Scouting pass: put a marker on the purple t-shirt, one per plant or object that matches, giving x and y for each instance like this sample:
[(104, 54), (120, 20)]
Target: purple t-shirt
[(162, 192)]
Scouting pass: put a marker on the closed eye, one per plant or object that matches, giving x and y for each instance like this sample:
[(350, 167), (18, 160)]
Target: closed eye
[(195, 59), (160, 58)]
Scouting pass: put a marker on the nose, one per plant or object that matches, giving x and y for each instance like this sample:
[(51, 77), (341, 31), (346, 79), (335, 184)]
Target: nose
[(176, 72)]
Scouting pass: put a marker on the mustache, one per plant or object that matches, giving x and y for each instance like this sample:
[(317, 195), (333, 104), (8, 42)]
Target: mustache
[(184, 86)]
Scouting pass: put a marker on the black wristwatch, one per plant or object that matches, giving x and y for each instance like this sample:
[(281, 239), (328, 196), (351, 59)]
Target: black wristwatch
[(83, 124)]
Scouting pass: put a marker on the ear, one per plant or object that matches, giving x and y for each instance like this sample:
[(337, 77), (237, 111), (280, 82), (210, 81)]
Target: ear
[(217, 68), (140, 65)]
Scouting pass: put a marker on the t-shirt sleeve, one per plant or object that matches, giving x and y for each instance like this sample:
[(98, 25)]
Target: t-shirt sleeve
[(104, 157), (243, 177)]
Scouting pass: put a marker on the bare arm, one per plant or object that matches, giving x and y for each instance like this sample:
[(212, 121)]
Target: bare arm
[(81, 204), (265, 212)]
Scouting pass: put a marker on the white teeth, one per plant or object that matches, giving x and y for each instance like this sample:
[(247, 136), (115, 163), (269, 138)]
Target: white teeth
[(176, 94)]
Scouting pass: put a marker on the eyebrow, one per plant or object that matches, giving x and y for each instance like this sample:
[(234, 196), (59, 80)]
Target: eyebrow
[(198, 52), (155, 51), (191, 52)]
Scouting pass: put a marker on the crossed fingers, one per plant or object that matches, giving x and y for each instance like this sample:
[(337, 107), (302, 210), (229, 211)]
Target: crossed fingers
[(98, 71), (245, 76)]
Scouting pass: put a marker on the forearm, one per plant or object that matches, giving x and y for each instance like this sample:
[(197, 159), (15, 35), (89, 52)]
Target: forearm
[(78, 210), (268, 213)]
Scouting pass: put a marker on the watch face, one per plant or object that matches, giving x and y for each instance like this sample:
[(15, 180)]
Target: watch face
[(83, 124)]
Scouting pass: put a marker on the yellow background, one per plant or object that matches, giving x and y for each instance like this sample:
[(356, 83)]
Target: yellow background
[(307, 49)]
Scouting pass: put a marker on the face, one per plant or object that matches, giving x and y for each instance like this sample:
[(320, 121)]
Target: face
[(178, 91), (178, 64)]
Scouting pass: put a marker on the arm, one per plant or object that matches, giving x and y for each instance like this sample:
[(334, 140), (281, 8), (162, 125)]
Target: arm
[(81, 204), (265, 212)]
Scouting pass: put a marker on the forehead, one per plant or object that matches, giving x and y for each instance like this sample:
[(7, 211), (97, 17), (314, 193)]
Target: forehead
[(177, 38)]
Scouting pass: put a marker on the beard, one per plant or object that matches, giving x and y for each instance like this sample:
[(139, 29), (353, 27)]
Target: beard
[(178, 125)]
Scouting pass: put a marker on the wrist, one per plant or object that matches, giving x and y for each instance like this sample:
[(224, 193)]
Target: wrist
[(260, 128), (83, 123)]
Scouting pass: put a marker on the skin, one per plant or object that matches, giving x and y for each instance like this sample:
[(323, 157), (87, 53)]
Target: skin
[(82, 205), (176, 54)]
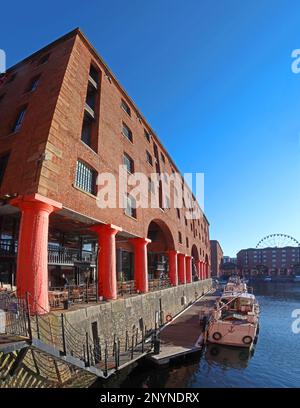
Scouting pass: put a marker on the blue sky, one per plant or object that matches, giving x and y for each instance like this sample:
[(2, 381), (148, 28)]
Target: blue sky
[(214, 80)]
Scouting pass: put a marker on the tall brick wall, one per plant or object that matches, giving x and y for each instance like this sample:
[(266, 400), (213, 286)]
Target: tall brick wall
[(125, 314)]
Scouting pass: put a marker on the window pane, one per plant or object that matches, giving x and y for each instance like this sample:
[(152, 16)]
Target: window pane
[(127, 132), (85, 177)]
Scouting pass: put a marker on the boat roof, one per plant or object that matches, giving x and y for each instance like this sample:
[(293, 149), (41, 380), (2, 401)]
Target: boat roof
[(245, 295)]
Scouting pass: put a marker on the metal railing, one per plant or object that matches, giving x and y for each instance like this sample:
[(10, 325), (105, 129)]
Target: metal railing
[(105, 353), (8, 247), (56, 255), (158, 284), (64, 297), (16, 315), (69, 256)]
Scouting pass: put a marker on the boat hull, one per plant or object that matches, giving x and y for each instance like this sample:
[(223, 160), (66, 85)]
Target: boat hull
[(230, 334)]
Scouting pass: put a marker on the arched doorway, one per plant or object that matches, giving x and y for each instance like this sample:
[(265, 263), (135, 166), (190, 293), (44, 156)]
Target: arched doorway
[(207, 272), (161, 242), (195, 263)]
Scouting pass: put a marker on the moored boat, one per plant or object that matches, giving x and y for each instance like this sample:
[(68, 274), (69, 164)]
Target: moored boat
====
> _Your objective_: Rewrite every one of the records with "Scouting pass" swapped for "Field check" and nothing else changed. Don't include the pictures.

> _Reply to the task_:
Field check: put a marker on the purple t-shirt, one per plant or object that matches, giving x and y for each instance like this sample:
[(104, 54), (120, 20)]
Target: purple t-shirt
[(162, 192)]
Field check: put a marker on the closed eye, one per plant or object that matches, giving x and y for each instance like this sample:
[(350, 167), (18, 160)]
Target: closed eye
[(195, 59), (160, 58)]
Field check: put a marker on the nose, one per plant or object that matches, giving x and y for each instance like this sample:
[(51, 77), (341, 31), (346, 79), (335, 184)]
Target: nose
[(176, 72)]
Field check: put a marker on the mustache, one per plant or object that matches, giving x and y for each instance like this sample:
[(317, 195), (333, 104), (8, 42)]
Target: mustache
[(184, 86)]
Field check: put a marker on the black wristwatch, one per plant or object that matches, giving x and y for each instance like this sample:
[(281, 239), (328, 196), (351, 59)]
Target: black wristwatch
[(83, 124)]
Field check: put a marker on the ear, one per plant or object that matches, giving x and y for each instance like this sample:
[(337, 77), (237, 111), (280, 82), (210, 81)]
Target: ear
[(217, 68), (140, 65)]
Field check: put a marker on the t-shirt sleeve, one per plant or object that matches, giving x and y for each instance like this sample:
[(98, 25)]
Target: t-shirt sleeve
[(104, 157), (243, 177)]
Field check: put a marker on the bare arm, one per plant or object that matches, giving x and y for each instance like this sample:
[(212, 121)]
Target: bare arm
[(81, 204), (265, 212)]
Field check: put a marker on the white teeth, one per plant or object that matches, giving x and y for each instance like this sample:
[(247, 136), (115, 163), (269, 138)]
Target: white teeth
[(176, 94)]
Field check: put a marker on the eyebrow, one per plant or object that matches, giving x and y for each instance like this sample:
[(234, 196), (59, 80)]
Target: eyebrow
[(198, 52), (155, 51), (191, 52)]
Field check: put a marker on the crossed fingers, one per plant or object that matches, giving x and y for each instance like this sample:
[(337, 107), (302, 210), (229, 211)]
Target: crossed fingers
[(98, 71), (245, 76)]
Field check: put a marker on the forearm, one per plant or object that matches, giving x and y for each instance like this sample:
[(197, 159), (15, 35), (89, 52)]
Target: forearm
[(78, 210), (268, 213)]
Field check: put a marker on the watch face, one per plant or object that matches, giving x and y for each instance like this sample:
[(15, 180)]
Target: watch face
[(83, 124)]
Field check: put a marker on the yellow background, one per plant or object that matches, giving x and y for each instance like this sample:
[(356, 83)]
Target: yellow background
[(307, 49)]
Field check: put a marker on the face, one per plant or object that matches, giving x and y for each instance like this sample:
[(320, 121)]
Target: face
[(178, 91), (178, 64)]
Field check: put a marker on the arm, one per plant or object that matches, giving x and y for each instance like this sample:
[(334, 140), (281, 8), (162, 125)]
Target: arm
[(81, 204), (265, 212)]
Field check: put a marker on the forehead, one per plant or object that matches, giving x and y for each instance like this sample:
[(7, 211), (97, 17), (314, 193)]
Target: forehead
[(177, 38)]
Field check: put a marker on the beard, one per plant or object that matches, giving x and y for each instance like this sample:
[(139, 29), (353, 27)]
Target: beard
[(178, 125)]
Field check: put a marker on the wrist, one per plant or object that matches, giving x and y for each instance like this sample:
[(224, 193)]
Target: wrist
[(260, 128), (83, 123)]
Field check: put a marker on the skin, one per plant or object that matches, giving x and y for each instance like this sample:
[(323, 157), (87, 53)]
Target: skin
[(82, 205), (176, 54)]
Field check: put a marker on the blue sky, one per plant or object that matches, giving x and y for each instance like this sample:
[(2, 381), (148, 28)]
Target: blue sky
[(214, 80)]
Field check: put a marker on the tall brick wall, one per plant or object that matches, giving x and y for each instance like this sample:
[(266, 400), (213, 286)]
Target: tall brick wall
[(125, 314)]
Field check: put a marker on the window pane, one per plant or object that matches, giving x and y for each instance like this sample:
[(152, 16)]
Target: window pane
[(127, 132), (85, 177)]
Field check: put a marker on the boat roof, one per plant or object that matches, giving x and y for each instance like this sample:
[(293, 149), (41, 380), (2, 401)]
Target: boat roof
[(245, 295)]
Field check: put a marker on the metal railing, one per plant or object that matches, giving x and y for each instance like this sample:
[(10, 325), (105, 129)]
Target: metal railing
[(105, 353), (8, 247), (56, 255), (158, 284), (64, 297), (16, 315), (69, 256)]
Field check: put a marker on the boat hull, one per plant or object that matches, giving x and y for each instance like this sample:
[(223, 160), (66, 85)]
Target: boat hull
[(230, 334)]
Field check: put a marker on the arched doorway, one per plant or object that matches, giving x and y for each instance like this sample:
[(265, 263), (135, 166), (190, 293), (44, 156)]
Target: arched doorway
[(207, 272), (161, 242), (195, 263)]
Field check: put a marker on the moored boat, one per plant or object that matches, giving x and y for each instance like this sample:
[(68, 274), (69, 164)]
Target: moored boat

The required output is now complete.